(Saved entries)

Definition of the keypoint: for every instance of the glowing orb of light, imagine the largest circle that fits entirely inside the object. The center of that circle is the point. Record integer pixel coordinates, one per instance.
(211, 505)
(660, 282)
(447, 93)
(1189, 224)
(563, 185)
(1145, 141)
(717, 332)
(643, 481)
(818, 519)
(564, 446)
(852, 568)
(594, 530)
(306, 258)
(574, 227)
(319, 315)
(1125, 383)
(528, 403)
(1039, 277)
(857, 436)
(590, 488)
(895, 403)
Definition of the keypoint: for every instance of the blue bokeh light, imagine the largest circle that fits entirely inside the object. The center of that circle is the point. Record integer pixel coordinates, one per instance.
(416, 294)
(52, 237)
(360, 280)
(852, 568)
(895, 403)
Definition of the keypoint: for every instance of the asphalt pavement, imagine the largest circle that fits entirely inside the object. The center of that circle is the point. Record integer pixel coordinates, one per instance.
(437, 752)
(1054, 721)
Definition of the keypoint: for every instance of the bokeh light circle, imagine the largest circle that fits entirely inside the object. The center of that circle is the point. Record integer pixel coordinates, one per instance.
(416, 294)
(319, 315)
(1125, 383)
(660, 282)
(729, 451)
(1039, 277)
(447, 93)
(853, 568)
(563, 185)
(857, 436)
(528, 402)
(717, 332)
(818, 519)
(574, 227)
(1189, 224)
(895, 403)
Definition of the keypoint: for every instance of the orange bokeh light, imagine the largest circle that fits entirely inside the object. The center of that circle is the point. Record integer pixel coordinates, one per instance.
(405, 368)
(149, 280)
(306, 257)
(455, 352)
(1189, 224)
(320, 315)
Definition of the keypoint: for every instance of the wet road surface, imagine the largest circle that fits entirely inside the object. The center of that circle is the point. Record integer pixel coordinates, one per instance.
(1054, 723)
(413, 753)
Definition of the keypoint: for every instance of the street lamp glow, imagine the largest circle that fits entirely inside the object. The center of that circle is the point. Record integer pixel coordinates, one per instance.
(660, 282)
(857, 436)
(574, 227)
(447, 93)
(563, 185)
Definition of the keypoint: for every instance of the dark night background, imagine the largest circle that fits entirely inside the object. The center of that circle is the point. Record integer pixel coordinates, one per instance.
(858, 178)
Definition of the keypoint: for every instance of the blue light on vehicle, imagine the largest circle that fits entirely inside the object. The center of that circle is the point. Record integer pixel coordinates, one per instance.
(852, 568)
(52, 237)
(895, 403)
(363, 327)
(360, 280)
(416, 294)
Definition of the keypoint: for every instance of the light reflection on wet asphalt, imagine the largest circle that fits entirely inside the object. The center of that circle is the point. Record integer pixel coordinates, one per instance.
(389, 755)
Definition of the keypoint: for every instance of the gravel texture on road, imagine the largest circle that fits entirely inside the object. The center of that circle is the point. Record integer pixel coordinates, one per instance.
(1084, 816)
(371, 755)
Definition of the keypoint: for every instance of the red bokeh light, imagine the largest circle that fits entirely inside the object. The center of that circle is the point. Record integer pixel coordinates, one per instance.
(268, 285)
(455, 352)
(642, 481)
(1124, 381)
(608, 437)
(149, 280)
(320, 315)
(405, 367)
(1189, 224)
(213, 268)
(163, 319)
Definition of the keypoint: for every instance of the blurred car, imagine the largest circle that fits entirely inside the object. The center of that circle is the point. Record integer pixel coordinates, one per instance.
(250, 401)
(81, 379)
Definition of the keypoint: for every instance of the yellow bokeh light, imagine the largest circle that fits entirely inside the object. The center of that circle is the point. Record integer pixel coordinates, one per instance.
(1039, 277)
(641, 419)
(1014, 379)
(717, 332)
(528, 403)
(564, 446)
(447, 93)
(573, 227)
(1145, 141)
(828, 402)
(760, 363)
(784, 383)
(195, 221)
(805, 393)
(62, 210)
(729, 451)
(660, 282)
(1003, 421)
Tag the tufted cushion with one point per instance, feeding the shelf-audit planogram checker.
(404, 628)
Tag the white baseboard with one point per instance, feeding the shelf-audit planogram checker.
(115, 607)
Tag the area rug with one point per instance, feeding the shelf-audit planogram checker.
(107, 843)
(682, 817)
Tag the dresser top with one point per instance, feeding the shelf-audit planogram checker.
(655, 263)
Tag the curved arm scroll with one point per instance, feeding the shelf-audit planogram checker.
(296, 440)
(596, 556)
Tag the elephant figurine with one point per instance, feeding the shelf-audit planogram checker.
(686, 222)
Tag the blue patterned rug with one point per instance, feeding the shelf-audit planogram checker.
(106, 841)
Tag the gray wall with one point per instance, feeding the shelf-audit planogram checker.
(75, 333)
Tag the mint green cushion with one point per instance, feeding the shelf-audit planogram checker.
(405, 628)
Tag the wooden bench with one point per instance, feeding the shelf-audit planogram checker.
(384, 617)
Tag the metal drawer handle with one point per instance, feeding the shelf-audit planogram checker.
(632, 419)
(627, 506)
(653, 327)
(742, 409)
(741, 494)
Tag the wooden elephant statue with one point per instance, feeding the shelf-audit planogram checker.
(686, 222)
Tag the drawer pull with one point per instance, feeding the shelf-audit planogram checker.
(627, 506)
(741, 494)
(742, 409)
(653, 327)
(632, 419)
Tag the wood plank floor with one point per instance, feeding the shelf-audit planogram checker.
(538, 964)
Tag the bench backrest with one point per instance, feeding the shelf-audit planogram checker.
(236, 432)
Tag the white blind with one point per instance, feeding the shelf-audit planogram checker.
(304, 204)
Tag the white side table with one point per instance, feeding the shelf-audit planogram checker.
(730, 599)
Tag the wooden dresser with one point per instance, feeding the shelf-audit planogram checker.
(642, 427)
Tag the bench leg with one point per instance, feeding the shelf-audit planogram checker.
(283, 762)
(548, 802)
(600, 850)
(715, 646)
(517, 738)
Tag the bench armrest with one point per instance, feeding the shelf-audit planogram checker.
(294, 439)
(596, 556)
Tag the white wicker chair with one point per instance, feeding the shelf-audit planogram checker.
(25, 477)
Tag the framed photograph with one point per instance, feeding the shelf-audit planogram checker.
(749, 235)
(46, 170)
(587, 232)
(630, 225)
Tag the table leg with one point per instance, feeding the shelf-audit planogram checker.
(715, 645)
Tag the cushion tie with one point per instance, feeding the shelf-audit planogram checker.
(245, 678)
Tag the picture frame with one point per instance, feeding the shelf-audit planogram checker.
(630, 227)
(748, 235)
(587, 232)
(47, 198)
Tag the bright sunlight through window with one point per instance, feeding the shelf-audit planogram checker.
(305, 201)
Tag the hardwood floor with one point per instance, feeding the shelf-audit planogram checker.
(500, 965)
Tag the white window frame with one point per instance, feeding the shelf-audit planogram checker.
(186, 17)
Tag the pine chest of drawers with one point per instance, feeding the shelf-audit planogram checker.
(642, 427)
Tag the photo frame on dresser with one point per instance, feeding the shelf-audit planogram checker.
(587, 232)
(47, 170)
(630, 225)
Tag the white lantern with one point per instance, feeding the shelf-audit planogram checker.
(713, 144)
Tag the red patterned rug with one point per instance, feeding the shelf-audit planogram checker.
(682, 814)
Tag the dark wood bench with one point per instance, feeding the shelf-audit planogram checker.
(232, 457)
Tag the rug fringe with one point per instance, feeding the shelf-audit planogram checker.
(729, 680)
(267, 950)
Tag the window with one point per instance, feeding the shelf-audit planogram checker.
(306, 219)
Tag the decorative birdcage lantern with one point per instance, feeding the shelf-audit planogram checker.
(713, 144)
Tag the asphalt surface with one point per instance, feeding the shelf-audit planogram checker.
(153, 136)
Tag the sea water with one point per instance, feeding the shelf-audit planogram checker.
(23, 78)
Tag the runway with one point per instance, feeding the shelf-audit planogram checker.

▸ **TASK OBJECTIVE**: Rewrite every row above as a numbered list, leaving out any blank lines.

▸ **EXERCISE OUTPUT**:
1. Definition of the keypoint: for every instance of the glowing orb of light, imagine the largest circle that fits entirely inside the object. The center of that circle is the point. Record integer pixel coordinates, one per instance.
2. (211, 505)
3. (660, 282)
4. (447, 93)
5. (1189, 224)
6. (563, 185)
7. (1145, 141)
8. (717, 332)
9. (643, 481)
10. (818, 519)
11. (564, 446)
12. (852, 568)
13. (594, 530)
14. (306, 258)
15. (574, 227)
16. (319, 315)
17. (1125, 383)
18. (528, 403)
19. (1039, 277)
20. (857, 436)
21. (590, 488)
22. (895, 403)
23. Definition of the keypoint: for every instance of the blue bokeh light, imagine the largest circle that fits entirely inside the object. The center of that circle is the point. Record integer pixel coordinates, one per instance.
24. (416, 294)
25. (52, 237)
26. (360, 280)
27. (852, 568)
28. (895, 403)
29. Definition of the keypoint: for every instance of the asphalt pavement, imagine the largest circle that fits entirely inside the object. The center of that circle is the point. Record integer pixel coordinates, one per instance.
30. (437, 752)
31. (1054, 721)
32. Definition of the keypoint: for every instance of the bokeh light circle, imagine the largest circle that fits entirely inside the object. The center of that circle is the point. Record integer pixel coordinates, one per instance.
33. (416, 294)
34. (319, 315)
35. (1125, 383)
36. (660, 282)
37. (729, 451)
38. (1039, 277)
39. (447, 93)
40. (853, 568)
41. (563, 185)
42. (857, 436)
43. (528, 402)
44. (717, 332)
45. (818, 519)
46. (574, 227)
47. (1189, 224)
48. (895, 403)
49. Definition of the keypoint: for every instance of the orange bokeh light, imagine the largest circle that fits entirely inside the object. The center of that circle is the point. Record integer pixel coordinates, one per instance.
50. (405, 368)
51. (149, 280)
52. (306, 257)
53. (455, 352)
54. (1189, 224)
55. (320, 315)
56. Definition of the keypoint: for every instance of the wet road surface, imagine the largest circle that fits entirely inside the object. The center of that circle is the point. Record integer pixel coordinates, one per instance.
57. (1054, 723)
58. (413, 753)
59. Definition of the keypoint: for every instance of the street lamp glow, imagine the largest circle that fits entirely inside the object. The center of that circle is the point. Record integer pixel coordinates, one per instance.
60. (660, 282)
61. (857, 436)
62. (574, 227)
63. (447, 93)
64. (563, 185)
65. Definition of the keypoint: for every instance of the dark night background, imagine the largest circle that fits entirely inside the object. The center of that circle is the point. Record integer pixel coordinates, one per instance.
66. (858, 178)
67. Definition of the keypoint: for every instance of the blue light on vehicle, imagine the largest circle that fits entirely inside the object. The center of that circle is the point. Record integer pixel coordinates, one per instance.
68. (852, 568)
69. (52, 237)
70. (895, 403)
71. (363, 327)
72. (360, 280)
73. (416, 294)
74. Definition of the keypoint: for every instance of the light reflection on wet asphalt, imagine the largest circle that fits entirely inside the object. The center of that circle is the point. Record integer pixel coordinates, one per instance.
75. (389, 755)
76. Definition of the keypoint: for every instance of the gravel texture on road, imagine the largest circle that fits entirely inside the object. The center of that circle is the point. Record integer pixel coordinates, one per instance.
77. (1084, 816)
78. (371, 755)
79. Definition of the keypoint: for every instance of the red bokeh light, imagine the largest circle that fits entirely inside the object. The center of that circle is the point. Record integer pixel coordinates, one per instance.
80. (268, 285)
81. (455, 352)
82. (642, 481)
83. (1124, 381)
84. (608, 437)
85. (149, 280)
86. (320, 315)
87. (405, 367)
88. (1189, 224)
89. (213, 268)
90. (163, 319)
91. Definition of the keypoint: for every instance of the blurred car, imagine the largest circle that fits entirely inside the object. The center of that circle is the point. Record integer pixel coordinates, one per instance.
92. (250, 401)
93. (81, 379)
94. Definition of the keypoint: for every instance of the yellow bokeh light, imagine the largest circle that fits entirely inside the object. The center of that circle is the point. Record integer pixel coordinates, one per instance.
95. (1039, 277)
96. (641, 419)
97. (1014, 379)
98. (717, 332)
99. (528, 403)
100. (564, 446)
101. (447, 93)
102. (573, 227)
103. (1145, 141)
104. (828, 402)
105. (760, 363)
106. (784, 383)
107. (195, 221)
108. (805, 393)
109. (62, 210)
110. (729, 451)
111. (660, 282)
112. (1003, 421)
113. Tag the tufted cushion with one point per instance, feeding the shelf-audit planogram checker.
114. (404, 628)
115. Tag the white baseboard with one point per instance, feeding the shelf-audit planogram checker.
116. (115, 607)
117. Tag the area rug with one point per instance, feeding the shelf-audit planogram checker.
118. (107, 843)
119. (682, 817)
120. Tag the dresser top with one point per instance, feeding the shelf-audit planogram checker.
121. (655, 263)
122. Tag the curved arm scroll with one point per instance, feeding the shelf-audit planogram checker.
123. (296, 440)
124. (596, 556)
125. Tag the elephant figurine with one point per instance, feeding the shelf-audit planogram checker.
126. (686, 222)
127. Tag the blue patterned rug with one point per instance, feeding the shelf-audit planogram checker.
128. (106, 841)
129. Tag the gray wall with one point per instance, feeding the shelf-audit planogram checker.
130. (75, 333)
131. Tag the mint green cushion with one point per instance, feeding the shelf-audit planogram checker.
132. (405, 628)
133. Tag the wooden bench with one point per instance, feeding the shelf-audit planogram checker.
134. (384, 617)
135. Tag the metal drawer handle with one point per instance, feeding the shelf-audit planogram checker.
136. (632, 419)
137. (627, 506)
138. (653, 327)
139. (742, 409)
140. (741, 494)
141. Tag the wooden elephant statue with one point per instance, feeding the shelf-audit planogram checker.
142. (686, 222)
143. Tag the drawer pull with one point per instance, feeding the shelf-audit planogram checker.
144. (627, 506)
145. (741, 494)
146. (742, 409)
147. (653, 327)
148. (632, 419)
149. Tag the wood plank floor with one point per instance, feeding the shelf-audit planogram checker.
150. (538, 964)
151. Tag the bench backrest with one point per instance, feeding the shelf-audit planogram checker.
152. (236, 432)
153. Tag the white blind with one point per instance, feeding the shelf-audit planogram checker.
154. (304, 204)
155. Tag the white side table with one point per instance, feeding the shelf-audit planogram checker.
156. (730, 599)
157. Tag the wooden dresser with one point per instance, feeding the shelf-audit planogram checker.
158. (642, 427)
159. Tag the bench leg with one point per instance, feeding the shelf-audit planogram checker.
160. (283, 762)
161. (548, 802)
162. (600, 850)
163. (715, 646)
164. (517, 738)
165. Tag the bench armrest with one point per instance, feeding the shelf-audit planogram checker.
166. (294, 439)
167. (596, 556)
168. Tag the white wicker chair with one point per instance, feeding the shelf-audit planogram checker.
169. (25, 477)
170. Tag the framed photograph with one point per instance, feeding the shelf-audit planogram checker.
171. (749, 235)
172. (46, 170)
173. (587, 232)
174. (630, 225)
175. Tag the table leg with one point per instance, feeding the shelf-audit planogram checker.
176. (715, 645)
177. Tag the cushion tie with one point per instance, feeding the shelf-audit planogram checker.
178. (245, 678)
179. Tag the picture frame with one point per instance, feeding the shelf-audit planogram checker.
180. (630, 227)
181. (748, 235)
182. (587, 232)
183. (47, 198)
184. Tag the bright sunlight through window with one point per instance, feeding the shelf-audit planogram checker.
185. (305, 201)
186. Tag the hardwood floor with one point per instance, feeding the shelf-audit planogram checker.
187. (500, 965)
188. Tag the white window frame with one point per instance, feeding the shelf-audit planogram checker.
189. (186, 17)
190. Tag the pine chest of drawers with one point per instance, feeding the shelf-audit planogram checker.
191. (642, 427)
192. Tag the photo frame on dresser with one point per instance, feeding the shelf-audit planogram checker.
193. (587, 232)
194. (47, 170)
195. (630, 225)
196. Tag the white lantern with one point per instance, feeding the shelf-audit planogram checker.
197. (713, 144)
198. Tag the red patterned rug with one point per instance, feeding the shelf-audit planogram checker.
199. (682, 814)
200. Tag the dark wood bench with one point per instance, feeding the shelf-audit planogram checker.
201. (232, 457)
202. Tag the rug fringe with one point per instance, feeding the shelf-audit planogram checker.
203. (729, 680)
204. (267, 950)
205. Tag the window with one point per instance, feeding the shelf-audit planogram checker.
206. (306, 219)
207. Tag the decorative birdcage lantern with one point per instance, feeding the shelf-audit planogram checker.
208. (713, 144)
209. Tag the asphalt surface with one point per instance, feeding the shelf-audit planogram checker.
210. (153, 136)
211. Tag the sea water with one point per instance, feeding the shelf-audit planogram checker.
212. (23, 78)
213. Tag the runway with one point per instance, feeding the shelf-audit planogram checker.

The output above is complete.